Segment Start: Supplied material
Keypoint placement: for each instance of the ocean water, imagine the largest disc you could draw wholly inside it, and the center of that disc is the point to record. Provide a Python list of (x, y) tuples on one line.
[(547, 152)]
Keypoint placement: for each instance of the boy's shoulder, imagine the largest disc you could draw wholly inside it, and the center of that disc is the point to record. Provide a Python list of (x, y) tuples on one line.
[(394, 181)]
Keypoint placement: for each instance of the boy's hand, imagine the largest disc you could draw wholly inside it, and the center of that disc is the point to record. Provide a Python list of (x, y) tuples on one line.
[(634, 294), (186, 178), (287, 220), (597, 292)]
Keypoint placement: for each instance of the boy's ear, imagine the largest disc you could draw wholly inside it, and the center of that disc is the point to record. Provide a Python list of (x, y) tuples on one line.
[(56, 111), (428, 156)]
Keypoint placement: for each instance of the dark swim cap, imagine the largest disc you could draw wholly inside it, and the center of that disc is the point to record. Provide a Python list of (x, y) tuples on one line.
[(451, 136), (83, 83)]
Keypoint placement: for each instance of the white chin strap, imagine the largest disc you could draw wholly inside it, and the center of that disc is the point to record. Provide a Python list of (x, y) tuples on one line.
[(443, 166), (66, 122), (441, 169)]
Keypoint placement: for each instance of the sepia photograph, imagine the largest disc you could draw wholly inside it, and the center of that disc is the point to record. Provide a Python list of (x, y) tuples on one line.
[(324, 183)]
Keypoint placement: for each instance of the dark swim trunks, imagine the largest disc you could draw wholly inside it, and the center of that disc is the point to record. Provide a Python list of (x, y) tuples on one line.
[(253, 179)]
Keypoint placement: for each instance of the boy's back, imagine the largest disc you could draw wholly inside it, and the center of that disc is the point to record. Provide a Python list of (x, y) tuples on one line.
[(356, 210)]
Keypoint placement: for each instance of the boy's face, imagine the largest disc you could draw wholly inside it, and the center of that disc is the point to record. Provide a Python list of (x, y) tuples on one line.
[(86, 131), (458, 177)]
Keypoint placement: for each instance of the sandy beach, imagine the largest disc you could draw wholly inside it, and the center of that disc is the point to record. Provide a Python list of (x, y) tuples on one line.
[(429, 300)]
Segment End: Supplied material
* [What the task requires]:
Set down the lines from the one with "swim cap, imagine" through the end of the data above. Keep each exactly as written and add no other line.

* [Output for this exercise]:
Keypoint placement: for each instance of the dark swim cap, imagine the largest disc you could draw wholly inside it, and the center of that disc is the point to record. Provide a Python list of (x, y) tuples on one line.
[(451, 136), (83, 83)]
Keypoint placement: for each instance of the white chin strap, imagine the largest disc you could draw wholly inside it, and the center of that disc is the point to record. Provide a Python list of (x, y) tuples on one line.
[(443, 166), (66, 122), (441, 169)]
Keypoint placement: for each instance of the sepia photograph, imagine the largest disc you could draw wholly inside it, and the center of that disc is the point to record. Provide a Python list of (x, y) tuples on one line.
[(324, 183)]
Keypoint placement: for each instance of the dark swim trunks, imagine the largest disc you could draw wholly inside it, and the center of that disc is the point to record. Provide a Python list of (x, y) tuples on one line.
[(253, 179)]
Keypoint placement: for each instance of the boy's back, imagine the largest disc you could draw wholly inside it, and the center of that disc is the point to record. Provide a Python list of (x, y) tuples on one line.
[(356, 210)]
Keypoint placement: for each instance of the boy's face, imagine the largest disc you could draw wholly inside it, and the center of that disc is the point to record. Provide a Python list of (x, y) tuples on one line.
[(86, 131), (458, 177)]
Keypoint placement: for each instance of the sandy beach, imagine the largest disc you could draw wholly inside it, and the center of that disc is the point to record. Provide a Python list of (x, y) tuples on one line.
[(429, 300)]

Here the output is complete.